> Task requirements:
Each record is to be duplicated exactly, with nothing added.

[Natural language region descriptions]
■ ■ ■ ■ ■

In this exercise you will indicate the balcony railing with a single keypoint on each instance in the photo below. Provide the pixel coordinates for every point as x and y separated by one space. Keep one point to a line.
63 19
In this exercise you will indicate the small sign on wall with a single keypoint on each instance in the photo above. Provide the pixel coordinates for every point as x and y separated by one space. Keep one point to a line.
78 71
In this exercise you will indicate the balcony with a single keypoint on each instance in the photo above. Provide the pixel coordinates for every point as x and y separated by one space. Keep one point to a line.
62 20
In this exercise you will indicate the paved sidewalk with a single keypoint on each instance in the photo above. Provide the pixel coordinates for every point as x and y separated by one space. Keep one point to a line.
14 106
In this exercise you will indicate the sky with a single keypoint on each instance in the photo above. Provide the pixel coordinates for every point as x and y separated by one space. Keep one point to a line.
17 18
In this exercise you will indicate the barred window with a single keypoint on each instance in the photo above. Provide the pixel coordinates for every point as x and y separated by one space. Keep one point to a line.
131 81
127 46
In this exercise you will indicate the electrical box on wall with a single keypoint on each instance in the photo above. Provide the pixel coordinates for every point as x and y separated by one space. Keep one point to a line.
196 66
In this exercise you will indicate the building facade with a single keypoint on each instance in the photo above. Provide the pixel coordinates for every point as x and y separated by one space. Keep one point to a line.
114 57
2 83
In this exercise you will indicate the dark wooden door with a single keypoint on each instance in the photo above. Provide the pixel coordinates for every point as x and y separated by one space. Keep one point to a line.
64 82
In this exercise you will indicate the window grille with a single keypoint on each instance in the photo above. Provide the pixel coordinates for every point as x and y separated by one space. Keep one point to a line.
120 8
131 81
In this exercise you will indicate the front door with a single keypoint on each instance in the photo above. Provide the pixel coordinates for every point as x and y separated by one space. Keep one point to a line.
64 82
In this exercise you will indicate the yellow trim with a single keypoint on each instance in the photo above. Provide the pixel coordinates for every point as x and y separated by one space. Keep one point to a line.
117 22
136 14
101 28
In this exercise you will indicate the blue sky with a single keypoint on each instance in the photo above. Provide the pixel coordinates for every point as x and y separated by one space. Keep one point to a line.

■ ■ ■ ■ ■

> Answer for this exercise:
In this exercise you will indicate the balcony railing with a single keypoint on each instance in the photo below. Provide the pixel coordinates for every point as x and y separated by one space. Keep one point to a line.
63 19
In this exercise you will indicate the small sign on wall with a single keypoint on each instance in the photo above. Provide the pixel coordinates for every point as x and y separated by one space. Keep one point to a line.
78 71
In this exercise you will indicate the balcony with a single keypoint on each instance in the photo above. Provide the pixel coordinates for every point as x and y separated by one space. Keep one point to a line.
62 20
In this exercise you will indicate the paved sidewalk with a single keypoint on each instance in the photo above. Provide the pixel coordinates for every point as x and y separated by one space. Keep one point to a line.
14 106
In this exercise you will indicate the sky with a single keypoint on each instance in the photo above. Provide the pixel coordinates for every point as x and y separated by one space. Keep one point to a line.
17 18
In this exercise you will indicate the barred window with a single keypoint on each instance in the photo above. Provide the pixel coordinates for every point as x and y separated by one space. Keep one point to a line.
131 81
127 46
In this exercise you will indicate the electrical box on wall with a single keypoint on each instance in the photo above. Provide the pixel coordinates for every point as x and y separated by one space. Keep one point to a line.
196 66
In this exercise you will indicate the building facade with a single keypoint on each instance in the photo above. Provide the pixel coordinates for every point as x and y separated by one space. Keep one point to a line.
114 57
2 83
In this exercise you will indicate the dark wooden door with a single keypoint on each instance in the photo above. Provide the pixel coordinates for every point as x and y separated by one space. Keep one point to a line.
64 82
In this exercise you will indicate the window grille with a single keypoint on each instance in the photo above. Provide the pixel coordinates for every point as x and y separated by one space. Keep one point to a line.
120 8
131 81
In this exercise you will indicate the front door with a single keypoint on each instance in the photo above. Provide the pixel coordinates for every point as x and y separated by one space. Keep one point to a line.
64 82
In this exercise you will indicate the yellow trim with a single keypoint on each instance in the photo above. Provide the pixel coordinates for every point as x and y separated by one space. Keep one point to a line.
117 22
136 14
101 28
In this exercise you will indicate the blue sky with a single keypoint on each instance in the photo above. Provide the pixel coordinates for every point as x and y separated by one space. Keep one point to a line.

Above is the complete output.